[Records of labeled points]

— begin —

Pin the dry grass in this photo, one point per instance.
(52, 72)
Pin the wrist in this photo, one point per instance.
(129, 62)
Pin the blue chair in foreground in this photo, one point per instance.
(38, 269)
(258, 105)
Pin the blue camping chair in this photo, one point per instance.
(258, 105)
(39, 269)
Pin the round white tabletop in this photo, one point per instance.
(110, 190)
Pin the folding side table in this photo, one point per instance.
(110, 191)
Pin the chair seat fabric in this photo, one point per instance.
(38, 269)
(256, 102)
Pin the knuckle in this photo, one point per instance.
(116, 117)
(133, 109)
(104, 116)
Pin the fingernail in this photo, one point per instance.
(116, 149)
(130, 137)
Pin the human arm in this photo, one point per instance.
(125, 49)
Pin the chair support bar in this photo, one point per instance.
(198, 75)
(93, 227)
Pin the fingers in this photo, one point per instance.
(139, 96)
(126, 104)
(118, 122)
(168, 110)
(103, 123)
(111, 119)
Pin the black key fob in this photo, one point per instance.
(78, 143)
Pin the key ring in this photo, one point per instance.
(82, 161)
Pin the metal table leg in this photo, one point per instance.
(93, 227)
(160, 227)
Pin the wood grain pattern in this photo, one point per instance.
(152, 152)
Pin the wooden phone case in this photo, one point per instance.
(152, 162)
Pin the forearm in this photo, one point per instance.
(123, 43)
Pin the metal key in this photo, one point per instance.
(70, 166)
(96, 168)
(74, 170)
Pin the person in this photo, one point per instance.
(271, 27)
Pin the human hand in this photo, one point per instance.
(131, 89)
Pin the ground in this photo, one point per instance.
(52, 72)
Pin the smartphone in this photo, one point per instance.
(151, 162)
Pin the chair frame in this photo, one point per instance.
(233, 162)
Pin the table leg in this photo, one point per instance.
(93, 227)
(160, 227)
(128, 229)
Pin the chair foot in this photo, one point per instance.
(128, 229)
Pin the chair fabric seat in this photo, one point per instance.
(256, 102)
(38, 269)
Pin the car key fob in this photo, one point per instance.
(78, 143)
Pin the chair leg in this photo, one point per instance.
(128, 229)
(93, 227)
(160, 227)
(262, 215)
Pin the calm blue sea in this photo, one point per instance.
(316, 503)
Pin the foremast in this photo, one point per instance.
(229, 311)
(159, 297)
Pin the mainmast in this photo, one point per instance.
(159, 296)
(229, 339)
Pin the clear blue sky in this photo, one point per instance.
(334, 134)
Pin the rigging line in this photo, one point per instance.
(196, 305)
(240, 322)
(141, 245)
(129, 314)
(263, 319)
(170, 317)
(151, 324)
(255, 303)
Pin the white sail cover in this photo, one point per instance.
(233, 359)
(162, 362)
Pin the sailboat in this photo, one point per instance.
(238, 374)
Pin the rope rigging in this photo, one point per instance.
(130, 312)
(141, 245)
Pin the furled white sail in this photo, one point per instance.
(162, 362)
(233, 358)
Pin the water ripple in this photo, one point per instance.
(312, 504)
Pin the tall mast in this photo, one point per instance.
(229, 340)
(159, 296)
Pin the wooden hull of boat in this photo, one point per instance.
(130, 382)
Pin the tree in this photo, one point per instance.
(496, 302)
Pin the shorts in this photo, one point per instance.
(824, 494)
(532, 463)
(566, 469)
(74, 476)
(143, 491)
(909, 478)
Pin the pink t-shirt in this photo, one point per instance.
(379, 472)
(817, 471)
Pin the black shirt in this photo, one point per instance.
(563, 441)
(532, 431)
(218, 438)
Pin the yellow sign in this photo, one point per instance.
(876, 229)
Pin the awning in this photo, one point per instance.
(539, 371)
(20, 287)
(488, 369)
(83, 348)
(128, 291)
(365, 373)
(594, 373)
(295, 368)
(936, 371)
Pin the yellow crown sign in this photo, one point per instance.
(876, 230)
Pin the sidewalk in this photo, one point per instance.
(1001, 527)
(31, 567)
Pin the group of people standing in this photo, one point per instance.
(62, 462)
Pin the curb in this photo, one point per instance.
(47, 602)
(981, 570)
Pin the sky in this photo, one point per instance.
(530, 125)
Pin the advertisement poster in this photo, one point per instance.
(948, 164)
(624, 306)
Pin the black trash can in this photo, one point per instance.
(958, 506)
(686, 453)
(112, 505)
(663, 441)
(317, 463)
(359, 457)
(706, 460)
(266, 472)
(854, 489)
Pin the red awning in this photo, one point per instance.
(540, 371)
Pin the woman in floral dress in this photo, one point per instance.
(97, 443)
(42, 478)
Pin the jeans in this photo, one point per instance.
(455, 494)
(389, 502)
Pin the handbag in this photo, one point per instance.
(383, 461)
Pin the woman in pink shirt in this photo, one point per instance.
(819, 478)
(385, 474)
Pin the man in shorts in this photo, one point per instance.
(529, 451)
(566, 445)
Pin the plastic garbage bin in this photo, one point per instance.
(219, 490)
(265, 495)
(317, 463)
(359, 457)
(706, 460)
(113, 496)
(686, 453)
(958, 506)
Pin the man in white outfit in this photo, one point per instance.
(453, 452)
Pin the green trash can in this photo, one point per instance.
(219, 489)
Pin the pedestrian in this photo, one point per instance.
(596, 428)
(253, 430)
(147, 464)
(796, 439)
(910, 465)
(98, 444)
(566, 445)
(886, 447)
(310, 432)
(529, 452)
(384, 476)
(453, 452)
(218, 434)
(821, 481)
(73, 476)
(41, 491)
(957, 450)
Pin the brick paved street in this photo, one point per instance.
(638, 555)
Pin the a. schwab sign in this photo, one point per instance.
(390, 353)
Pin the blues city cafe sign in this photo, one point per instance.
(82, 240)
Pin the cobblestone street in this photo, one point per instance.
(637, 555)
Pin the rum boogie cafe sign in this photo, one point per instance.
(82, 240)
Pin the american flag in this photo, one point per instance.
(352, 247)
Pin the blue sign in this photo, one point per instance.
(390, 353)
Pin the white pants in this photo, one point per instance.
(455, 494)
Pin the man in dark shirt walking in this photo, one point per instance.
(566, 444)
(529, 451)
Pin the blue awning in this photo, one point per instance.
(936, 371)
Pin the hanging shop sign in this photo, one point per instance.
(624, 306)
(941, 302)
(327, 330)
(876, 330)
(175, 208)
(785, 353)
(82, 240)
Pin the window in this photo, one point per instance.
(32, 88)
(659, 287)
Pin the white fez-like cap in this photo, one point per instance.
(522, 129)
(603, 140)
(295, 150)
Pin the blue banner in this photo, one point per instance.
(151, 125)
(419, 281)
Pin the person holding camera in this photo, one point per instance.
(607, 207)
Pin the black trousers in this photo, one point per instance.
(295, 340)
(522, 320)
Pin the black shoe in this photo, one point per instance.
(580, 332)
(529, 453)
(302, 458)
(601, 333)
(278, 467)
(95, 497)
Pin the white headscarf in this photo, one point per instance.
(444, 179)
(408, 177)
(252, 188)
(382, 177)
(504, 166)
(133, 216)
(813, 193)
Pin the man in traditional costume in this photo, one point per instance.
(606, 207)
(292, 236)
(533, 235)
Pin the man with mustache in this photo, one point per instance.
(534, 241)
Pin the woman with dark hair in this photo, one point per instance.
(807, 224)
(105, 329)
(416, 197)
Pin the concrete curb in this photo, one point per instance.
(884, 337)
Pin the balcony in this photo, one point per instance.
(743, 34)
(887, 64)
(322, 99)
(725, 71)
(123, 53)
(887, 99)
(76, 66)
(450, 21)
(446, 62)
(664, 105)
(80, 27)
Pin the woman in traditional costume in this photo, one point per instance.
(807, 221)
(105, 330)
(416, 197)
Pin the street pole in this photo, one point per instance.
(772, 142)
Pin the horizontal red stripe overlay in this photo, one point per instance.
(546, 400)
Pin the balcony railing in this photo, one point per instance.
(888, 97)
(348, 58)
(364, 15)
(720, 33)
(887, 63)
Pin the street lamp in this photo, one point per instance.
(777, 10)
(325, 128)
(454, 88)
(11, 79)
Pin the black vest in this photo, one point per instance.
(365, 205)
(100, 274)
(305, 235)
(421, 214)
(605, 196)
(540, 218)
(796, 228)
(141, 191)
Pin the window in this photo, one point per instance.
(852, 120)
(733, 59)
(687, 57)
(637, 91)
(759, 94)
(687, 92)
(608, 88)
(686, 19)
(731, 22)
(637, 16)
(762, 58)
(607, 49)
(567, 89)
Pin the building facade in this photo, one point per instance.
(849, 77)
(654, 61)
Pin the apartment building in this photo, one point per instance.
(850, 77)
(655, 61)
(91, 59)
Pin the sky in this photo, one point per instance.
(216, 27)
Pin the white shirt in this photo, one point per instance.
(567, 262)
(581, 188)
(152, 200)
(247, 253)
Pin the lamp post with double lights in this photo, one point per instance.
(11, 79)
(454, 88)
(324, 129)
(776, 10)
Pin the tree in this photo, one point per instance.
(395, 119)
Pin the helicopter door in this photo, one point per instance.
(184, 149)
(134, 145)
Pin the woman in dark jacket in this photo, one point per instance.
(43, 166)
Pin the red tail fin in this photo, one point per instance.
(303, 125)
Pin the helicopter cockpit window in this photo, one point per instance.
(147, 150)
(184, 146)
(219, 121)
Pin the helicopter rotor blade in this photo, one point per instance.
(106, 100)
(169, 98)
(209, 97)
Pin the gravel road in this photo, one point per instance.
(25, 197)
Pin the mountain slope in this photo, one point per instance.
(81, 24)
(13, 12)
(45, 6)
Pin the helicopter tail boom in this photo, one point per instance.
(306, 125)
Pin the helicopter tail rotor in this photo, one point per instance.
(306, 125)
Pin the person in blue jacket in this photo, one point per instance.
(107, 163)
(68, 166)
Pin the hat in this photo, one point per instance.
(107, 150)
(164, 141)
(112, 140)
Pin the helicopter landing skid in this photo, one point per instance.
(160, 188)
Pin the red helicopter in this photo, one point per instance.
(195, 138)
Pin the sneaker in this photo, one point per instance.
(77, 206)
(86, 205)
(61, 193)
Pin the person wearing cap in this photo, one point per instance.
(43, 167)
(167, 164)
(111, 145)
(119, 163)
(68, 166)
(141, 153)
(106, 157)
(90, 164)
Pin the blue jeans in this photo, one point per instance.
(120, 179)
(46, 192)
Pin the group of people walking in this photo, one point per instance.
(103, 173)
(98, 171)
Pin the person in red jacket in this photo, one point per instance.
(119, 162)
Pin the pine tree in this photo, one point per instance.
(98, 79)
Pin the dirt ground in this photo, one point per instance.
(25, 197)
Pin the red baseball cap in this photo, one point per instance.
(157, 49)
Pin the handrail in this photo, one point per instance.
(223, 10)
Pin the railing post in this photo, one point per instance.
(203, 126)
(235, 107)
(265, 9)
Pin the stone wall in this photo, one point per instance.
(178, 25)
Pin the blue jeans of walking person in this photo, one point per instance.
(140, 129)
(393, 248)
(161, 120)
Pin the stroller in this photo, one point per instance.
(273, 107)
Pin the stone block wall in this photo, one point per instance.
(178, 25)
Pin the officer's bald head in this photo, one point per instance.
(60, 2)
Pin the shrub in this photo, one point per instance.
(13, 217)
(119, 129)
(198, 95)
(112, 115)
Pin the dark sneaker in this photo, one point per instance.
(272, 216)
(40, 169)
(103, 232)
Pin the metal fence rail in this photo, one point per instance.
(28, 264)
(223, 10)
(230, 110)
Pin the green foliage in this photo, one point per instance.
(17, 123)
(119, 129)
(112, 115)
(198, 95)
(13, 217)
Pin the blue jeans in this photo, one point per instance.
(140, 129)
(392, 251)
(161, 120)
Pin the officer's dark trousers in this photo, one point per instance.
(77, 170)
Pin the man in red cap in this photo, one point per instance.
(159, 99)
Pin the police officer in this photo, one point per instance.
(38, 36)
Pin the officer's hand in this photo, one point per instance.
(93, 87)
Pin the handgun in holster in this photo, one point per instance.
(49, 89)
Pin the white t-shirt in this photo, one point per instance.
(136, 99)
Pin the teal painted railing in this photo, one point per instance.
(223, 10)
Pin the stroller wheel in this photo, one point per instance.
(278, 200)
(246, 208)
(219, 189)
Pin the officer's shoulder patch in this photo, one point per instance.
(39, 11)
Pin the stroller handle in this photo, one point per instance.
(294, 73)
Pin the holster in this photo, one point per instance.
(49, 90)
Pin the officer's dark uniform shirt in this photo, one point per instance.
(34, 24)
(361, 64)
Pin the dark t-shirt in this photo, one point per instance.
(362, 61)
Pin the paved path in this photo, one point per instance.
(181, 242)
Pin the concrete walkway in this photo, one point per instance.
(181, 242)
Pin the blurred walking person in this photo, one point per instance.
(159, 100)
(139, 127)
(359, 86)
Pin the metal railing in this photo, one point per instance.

— end —

*Problem to work on*
Repeat the rows word for word, beginning at the line that contains "Pin the blurred" and stopping after the final line of the rows.

*Right answer*
Pin the blurred walking person in this photo, one point per instance.
(159, 100)
(139, 127)
(359, 86)
Pin the metal railing in this photo, one point per instance.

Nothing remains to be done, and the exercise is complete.